Retype all material exactly. Pictures stay out of the copy.

══════════

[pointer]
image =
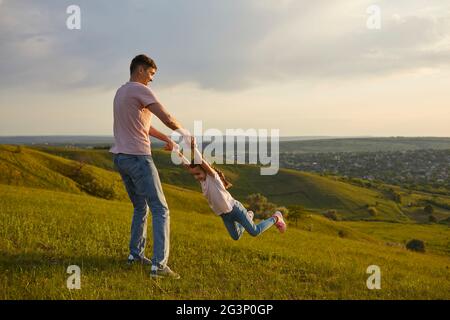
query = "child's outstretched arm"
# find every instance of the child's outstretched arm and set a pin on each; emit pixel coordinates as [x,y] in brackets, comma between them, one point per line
[201,160]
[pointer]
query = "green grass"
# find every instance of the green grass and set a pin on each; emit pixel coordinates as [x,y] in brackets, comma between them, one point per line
[55,212]
[436,237]
[285,188]
[51,230]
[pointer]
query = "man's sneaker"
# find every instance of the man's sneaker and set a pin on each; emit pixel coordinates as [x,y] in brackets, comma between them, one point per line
[165,272]
[280,224]
[144,260]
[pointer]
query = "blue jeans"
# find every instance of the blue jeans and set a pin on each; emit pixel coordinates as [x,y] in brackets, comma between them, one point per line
[237,220]
[143,185]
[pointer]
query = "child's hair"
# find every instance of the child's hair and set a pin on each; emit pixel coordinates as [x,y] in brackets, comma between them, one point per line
[227,184]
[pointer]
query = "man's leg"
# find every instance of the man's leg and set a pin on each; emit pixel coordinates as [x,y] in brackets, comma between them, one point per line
[138,236]
[160,214]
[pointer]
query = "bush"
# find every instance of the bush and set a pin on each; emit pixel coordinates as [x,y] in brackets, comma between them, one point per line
[284,211]
[372,211]
[428,209]
[332,215]
[416,245]
[342,233]
[295,213]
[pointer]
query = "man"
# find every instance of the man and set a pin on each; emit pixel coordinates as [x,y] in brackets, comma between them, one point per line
[134,105]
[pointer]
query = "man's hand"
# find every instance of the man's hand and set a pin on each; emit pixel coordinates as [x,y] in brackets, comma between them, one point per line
[170,145]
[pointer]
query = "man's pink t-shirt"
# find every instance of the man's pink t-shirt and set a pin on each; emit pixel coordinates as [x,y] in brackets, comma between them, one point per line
[132,119]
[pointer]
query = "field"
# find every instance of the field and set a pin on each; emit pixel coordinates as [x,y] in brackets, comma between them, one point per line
[61,207]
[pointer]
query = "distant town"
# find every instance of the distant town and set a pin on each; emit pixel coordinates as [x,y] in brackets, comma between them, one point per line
[414,169]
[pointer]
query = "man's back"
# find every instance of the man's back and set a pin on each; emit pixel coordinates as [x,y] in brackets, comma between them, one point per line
[132,119]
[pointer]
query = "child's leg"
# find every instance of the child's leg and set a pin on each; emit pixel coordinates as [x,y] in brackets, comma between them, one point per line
[253,229]
[234,229]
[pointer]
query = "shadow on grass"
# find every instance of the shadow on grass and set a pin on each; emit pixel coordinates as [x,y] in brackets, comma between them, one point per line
[33,260]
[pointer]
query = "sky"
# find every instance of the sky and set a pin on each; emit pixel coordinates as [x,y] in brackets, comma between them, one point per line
[308,68]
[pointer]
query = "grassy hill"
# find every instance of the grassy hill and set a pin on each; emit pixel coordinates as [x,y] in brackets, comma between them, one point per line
[60,207]
[42,232]
[365,144]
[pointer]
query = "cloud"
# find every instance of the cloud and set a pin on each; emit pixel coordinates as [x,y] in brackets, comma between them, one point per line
[218,45]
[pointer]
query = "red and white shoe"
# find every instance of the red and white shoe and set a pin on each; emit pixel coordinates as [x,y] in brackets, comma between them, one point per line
[280,224]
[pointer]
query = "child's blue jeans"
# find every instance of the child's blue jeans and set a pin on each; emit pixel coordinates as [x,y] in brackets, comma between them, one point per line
[237,220]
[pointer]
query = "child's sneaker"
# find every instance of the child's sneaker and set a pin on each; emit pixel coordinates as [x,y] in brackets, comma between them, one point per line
[280,224]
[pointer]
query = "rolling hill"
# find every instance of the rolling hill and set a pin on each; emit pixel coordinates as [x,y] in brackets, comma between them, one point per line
[56,211]
[286,188]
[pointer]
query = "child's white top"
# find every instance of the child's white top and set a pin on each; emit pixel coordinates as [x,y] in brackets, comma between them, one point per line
[219,199]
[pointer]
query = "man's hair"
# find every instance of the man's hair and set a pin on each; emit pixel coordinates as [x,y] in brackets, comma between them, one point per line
[142,60]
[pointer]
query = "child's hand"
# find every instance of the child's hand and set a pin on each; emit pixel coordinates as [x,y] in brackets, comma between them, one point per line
[171,145]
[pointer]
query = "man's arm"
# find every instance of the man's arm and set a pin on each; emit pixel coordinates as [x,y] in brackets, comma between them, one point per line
[158,134]
[161,136]
[159,111]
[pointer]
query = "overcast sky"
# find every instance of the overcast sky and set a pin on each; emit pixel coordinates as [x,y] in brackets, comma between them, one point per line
[305,67]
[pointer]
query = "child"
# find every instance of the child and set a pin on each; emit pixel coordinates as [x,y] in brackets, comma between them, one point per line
[235,217]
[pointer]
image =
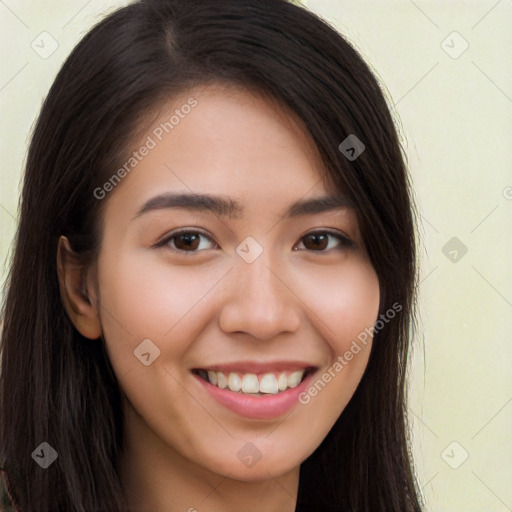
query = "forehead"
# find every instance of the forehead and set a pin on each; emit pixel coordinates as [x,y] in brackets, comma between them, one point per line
[232,143]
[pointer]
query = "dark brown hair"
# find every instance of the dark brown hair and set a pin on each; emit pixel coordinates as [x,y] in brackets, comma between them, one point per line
[58,387]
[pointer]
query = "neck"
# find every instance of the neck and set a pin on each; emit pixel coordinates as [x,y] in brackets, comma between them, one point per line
[157,478]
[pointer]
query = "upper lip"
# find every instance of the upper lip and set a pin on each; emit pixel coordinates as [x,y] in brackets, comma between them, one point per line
[258,367]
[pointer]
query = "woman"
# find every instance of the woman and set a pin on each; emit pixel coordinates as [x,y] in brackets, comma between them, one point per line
[212,286]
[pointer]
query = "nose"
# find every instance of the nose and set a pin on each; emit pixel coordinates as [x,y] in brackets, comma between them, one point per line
[259,301]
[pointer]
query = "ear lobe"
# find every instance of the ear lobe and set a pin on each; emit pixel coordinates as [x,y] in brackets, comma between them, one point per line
[75,295]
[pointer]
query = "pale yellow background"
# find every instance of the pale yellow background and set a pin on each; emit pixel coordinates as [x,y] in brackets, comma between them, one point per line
[456,117]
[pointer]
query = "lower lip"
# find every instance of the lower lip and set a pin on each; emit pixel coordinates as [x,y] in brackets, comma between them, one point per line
[257,407]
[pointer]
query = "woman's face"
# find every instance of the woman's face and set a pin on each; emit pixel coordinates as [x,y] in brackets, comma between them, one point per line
[255,300]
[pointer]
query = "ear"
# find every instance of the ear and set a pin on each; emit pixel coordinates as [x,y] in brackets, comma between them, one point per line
[77,291]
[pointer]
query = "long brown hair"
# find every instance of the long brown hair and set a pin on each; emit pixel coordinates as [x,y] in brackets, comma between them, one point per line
[58,387]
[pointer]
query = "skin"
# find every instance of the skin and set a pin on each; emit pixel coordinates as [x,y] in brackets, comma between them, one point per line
[213,307]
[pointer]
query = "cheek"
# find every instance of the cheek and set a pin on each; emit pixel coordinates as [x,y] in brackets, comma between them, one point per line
[143,298]
[344,299]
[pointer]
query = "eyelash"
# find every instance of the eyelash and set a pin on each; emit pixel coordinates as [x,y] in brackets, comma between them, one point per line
[345,242]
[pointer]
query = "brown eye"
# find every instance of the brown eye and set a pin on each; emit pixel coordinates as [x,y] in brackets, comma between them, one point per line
[316,242]
[319,241]
[186,242]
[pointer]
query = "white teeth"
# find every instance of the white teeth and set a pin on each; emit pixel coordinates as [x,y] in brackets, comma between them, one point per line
[234,382]
[250,383]
[268,384]
[222,381]
[282,381]
[294,378]
[212,377]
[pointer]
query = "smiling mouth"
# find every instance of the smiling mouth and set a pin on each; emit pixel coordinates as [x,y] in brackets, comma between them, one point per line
[264,384]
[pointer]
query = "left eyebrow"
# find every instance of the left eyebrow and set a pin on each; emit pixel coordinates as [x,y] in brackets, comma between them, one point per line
[227,207]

══════════

- [Finished task]:
[pointer]
image =
query = "child's outstretched arm"
# find every instance of the child's outstretched arm and set a pin on each; emit pixel coordinates as [x,y] in brackets, comma between them, one point per line
[201,160]
[pointer]
query = "green grass"
# find every instance of the green grass and set a pin on each; emit pixel coordinates as [x,y] in brackets, comma between them, one point per line
[55,212]
[436,237]
[285,188]
[51,230]
[pointer]
query = "man's sneaker"
# find every instance of the man's sneaker and set a pin on each; emit pixel coordinates as [x,y] in brackets, comma between them, one point per line
[165,272]
[280,224]
[144,260]
[pointer]
query = "blue jeans"
# find every instance of the blue jeans and set a pin on each; emit pixel coordinates as [x,y] in brackets, comma between them, one point per line
[237,220]
[143,185]
[pointer]
query = "child's hair"
# find every instance of the child's hair and set a pin on each; emit pixel coordinates as [x,y] in brackets, comma between them, one point per line
[227,184]
[pointer]
query = "man's leg"
# find every instance of the man's leg and set a pin on each; emit pixel coordinates as [x,y] in brackets, comma between them, one point per line
[138,236]
[160,214]
[pointer]
query = "bush"
# find every instance of the bush and set a pin on each; emit pixel coordinates as [x,y] in brackets, comma between them, one point per line
[284,211]
[372,211]
[428,209]
[332,215]
[416,245]
[342,233]
[295,213]
[pointer]
query = "man"
# find every instance of the man and set a pin on each; emit pixel coordinates as [x,y] in brackets, comma between them, one point per line
[134,105]
[pointer]
query = "man's hand"
# find every instance of the man's hand and set a pin on each; emit pixel coordinates as [x,y] in brackets, comma between them, one point per line
[170,145]
[pointer]
query = "man's pink t-shirt"
# find every instance of the man's pink t-shirt and set a pin on each; emit pixel coordinates as [x,y] in brackets, comma between them, one point per line
[132,119]
[pointer]
query = "field"
# find every instance of the field and set a pin on each; emit pixel coordinates as [x,y] in brackets, comma between them, one point per line
[61,207]
[pointer]
query = "distant town"
# find every instance of the distant town and set a pin on each; emit pixel coordinates as [x,y] in brackets, comma between them, one point per line
[414,169]
[pointer]
query = "man's back"
# find every instance of the man's back and set a pin on each; emit pixel coordinates as [x,y] in brackets, comma between them, one point per line
[132,119]
[pointer]
query = "child's leg"
# find every instance of the child's leg and set a pin on each; emit pixel coordinates as [x,y] in brackets, comma between them, one point per line
[253,229]
[234,229]
[pointer]
query = "shadow on grass"
# find every instance of the shadow on grass and set a pin on each; emit pixel coordinates as [x,y] in brackets, comma between them, one point per line
[33,260]
[pointer]
query = "sky"
# find every instance of the sky and set a pin on each; emit pixel coordinates as [x,y] in brackets, comma between them, one point per line
[308,68]
[pointer]
query = "grassy hill"
# find every instance of the grassy hill and set a pin on each; emit pixel coordinates as [x,y] in brackets, comma between them, one point per line
[60,207]
[42,232]
[365,144]
[pointer]
query = "cloud"
# find every instance of the cloud and set a pin on each; emit pixel coordinates as [x,y] in brackets, comma between them, one point per line
[218,45]
[pointer]
query = "red and white shoe"
# find every instance of the red and white shoe and set a pin on each; emit pixel coordinates as [x,y] in brackets, comma between them, one point per line
[280,224]
[pointer]
query = "child's blue jeans"
# find every instance of the child's blue jeans and set a pin on each; emit pixel coordinates as [x,y] in brackets, comma between them, one point per line
[237,220]
[pointer]
query = "child's sneaker"
# find every instance of the child's sneaker and set a pin on each; emit pixel coordinates as [x,y] in brackets, comma between them, one point per line
[280,224]
[pointer]
query = "rolling hill"
# find every instance of the rolling hill and set a pin on each; emit pixel coordinates as [x,y] in brackets, comma between them, one point per line
[56,211]
[286,188]
[pointer]
query = "child's white top"
# find every instance of the child's white top and set a pin on each; emit pixel coordinates as [x,y] in brackets, comma between them, one point per line
[219,199]
[pointer]
query = "man's hair"
# find every instance of the man's hair and set a pin on each; emit pixel coordinates as [x,y] in brackets, comma between them, one point per line
[142,60]
[pointer]
query = "child's hand"
# find every instance of the child's hand and set a pin on each; emit pixel coordinates as [x,y] in brackets, comma between them, one point per line
[171,145]
[pointer]
query = "man's arm"
# find every instance of the man's arm and set a pin on each; emit pixel coordinates as [x,y] in brackets, comma between them, one point per line
[158,134]
[161,136]
[159,111]
[pointer]
query = "overcast sky"
# find every instance of the overcast sky and set a pin on each; emit pixel coordinates as [x,y] in brackets, comma between them, one point per line
[305,67]
[pointer]
query = "child"
# find every instance of the child and set a pin on each; emit pixel coordinates as [x,y] in brackets, comma between them, one point per line
[235,217]
[pointer]
image =
query = "forehead"
# find every instance of the forehead and set a pin on each; emit pixel coordinates as [x,y] in brackets, comma between them, one point per line
[232,143]
[pointer]
query = "dark brown hair"
# find every instance of the dark brown hair and set a pin on each; emit pixel coordinates as [x,y] in brackets, comma between them, one point per line
[58,387]
[pointer]
query = "neck"
# find every instance of the neck and set a pin on each; emit pixel coordinates as [x,y] in brackets, comma between them, one point per line
[157,478]
[pointer]
query = "upper lip"
# find every instance of the upper lip and set a pin on each; emit pixel coordinates as [x,y] in brackets, comma between them, one point per line
[258,367]
[pointer]
query = "woman"
# find every instance of the woman and set a pin on each; emit pixel coordinates as [x,y] in brackets, comma between them, one point per line
[212,286]
[pointer]
query = "nose"
# find every instance of the nose and set a pin on each; emit pixel coordinates as [x,y] in brackets, comma between them, one point per line
[259,301]
[pointer]
query = "ear lobe"
# find every instance of the ear lobe and set a pin on each; emit pixel coordinates as [x,y] in brackets, comma between them, one point per line
[75,295]
[pointer]
query = "pale yellow background"
# find every instance of the pale yellow background and set a pin on each; emit pixel coordinates as [x,y] in brackets, comma between them, one point per line
[456,117]
[pointer]
query = "lower lip"
# find every instance of the lower lip and set a pin on each; emit pixel coordinates as [x,y] in brackets, comma between them, one point per line
[257,407]
[pointer]
query = "woman's face"
# find every instance of the woman's face and set a pin on each; emit pixel coordinates as [x,y] in brackets, comma between them, one point per line
[255,300]
[pointer]
query = "ear"
# find every instance of the ear and set a pin on each; emit pixel coordinates as [x,y] in brackets, comma between them, one point per line
[77,291]
[pointer]
query = "long brown hair"
# find every instance of the long brown hair and set a pin on each; emit pixel coordinates as [x,y] in brackets, comma between them, one point per line
[58,387]
[pointer]
query = "skin"
# find every instance of the skin and set a pin on each; emit pixel coordinates as [x,y] in brackets, comma between them, one point per line
[213,307]
[pointer]
query = "cheek"
# find every instance of the cheek and set a pin on each; emit pixel coordinates as [x,y] in brackets, comma between them, one point per line
[143,298]
[344,299]
[pointer]
query = "eyelash"
# find every instance of the eyelash and set a pin on each; emit pixel coordinates as [x,y] in brackets, comma between them, one point per line
[345,242]
[pointer]
query = "brown eye"
# find every instance of the brown eye and set a pin on each; emit pixel coordinates as [x,y] in brackets, comma between them, one point per line
[316,242]
[319,241]
[186,242]
[pointer]
query = "white teeth"
# find every instance of the white teeth and set a pin on each; emit pixel coordinates as [x,y] in brackets, comma between them, one point per line
[234,382]
[250,383]
[268,384]
[222,381]
[282,381]
[294,378]
[212,377]
[pointer]
query = "smiling mouth"
# find every instance of the smiling mouth and set a pin on each; emit pixel coordinates as [x,y] in brackets, comma between them, one point per line
[264,384]
[pointer]
query = "left eyebrow"
# find every instance of the left eyebrow and set a pin on each; emit pixel coordinates as [x,y] in brackets, comma between them, one point per line
[227,207]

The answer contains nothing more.